__Work item A__: Decide whether each statement agrees with the insurance advice, answering yes or no and quoting the words that decide it. (i) It recommends shopping for a new basic insurance policy every few years. (ii) It says a low premium guarantees that you are saving money. (iii) It treats welcoming a new child as a change that calls for insurance updates.
__Work item B__: According to the insurance advice, when is it good to rate shop?
__Work item C__: Reproduce everything in the insurance advice from "8. Picking a" down to "breaking the bank.".

__Text block__:
* * * * * * *

5. Not Looking Around for New Policies
You should be shopping around for a new basic insurance policy every few years. In some instances – especially if certain circumstances have changed. You can save money by updating your policy or switching providers. Some insurance companies may even offer discounts for various reasons, so the best is to get quotes from several insurers so as to get the best deals. It’s also good to rate shops whenever you are hit with a rate hike.
6. Misunderstanding Your Policy
Make sure that you understand what your policy covers, under what circumstances it can be used and what you can still expect to pay out-of-pocket. Having a thorough understanding of your policy now means avoiding unwelcome surprises when it’s time to file a claim.
7. Not Updating Coverage for Life Events
Life for your family changes over time. Insurance coverage should evolve over time as well. If you welcome a new child, this is a change that requires some insurance updates. If the value of your home changes, then your homeowners Insurance may need to change as well to reflect the change.
8. Picking a Health Policy on Premium Alone
You may think that you are saving money because the premium is low on your insurance. Insurance companies, however, can sometimes find less obvious ways to make their money back.
Some examples include:
- Higher co-pays during doctor visits
- If a doctor’s visit is out of your network, out-of-pocket costs may be higher
- Prescription drugs may be more expensive
Consider how often you visit the doctor’s office annually, ongoing conditions, and any prescriptions you’re currently on. This can help you find an insurance policy that covers what you need without breaking the bank.

* * * * * * *

Dataset entries:
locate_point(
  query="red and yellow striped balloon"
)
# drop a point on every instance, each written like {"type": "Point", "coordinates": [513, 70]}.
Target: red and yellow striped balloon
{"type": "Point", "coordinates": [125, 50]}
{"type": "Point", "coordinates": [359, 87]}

* * * * * * *

__Written answer A__:
(i) Yes: "You should be shopping around for a new basic insurance policy every few years."
(ii) No: "Insurance companies, however, can sometimes find less obvious ways to make their money back."
(iii) Yes: "If you welcome a new child, this is a change that requires some insurance updates."

__Written answer B__: Whenever you are hit with a rate hike.

__Written answer C__:
8. Picking a Health Policy on Premium Alone
You may think that you are saving money because the premium is low on your insurance. Insurance companies, however, can sometimes find less obvious ways to make their money back.
Some examples include:
- Higher co-pays during doctor visits
- If a doctor’s visit is out of your network, out-of-pocket costs may be higher
- Prescription drugs may be more expensive
Consider how often you visit the doctor’s office annually, ongoing conditions, and any prescriptions you’re currently on. This can help you find an insurance policy that covers what you need without breaking the bank.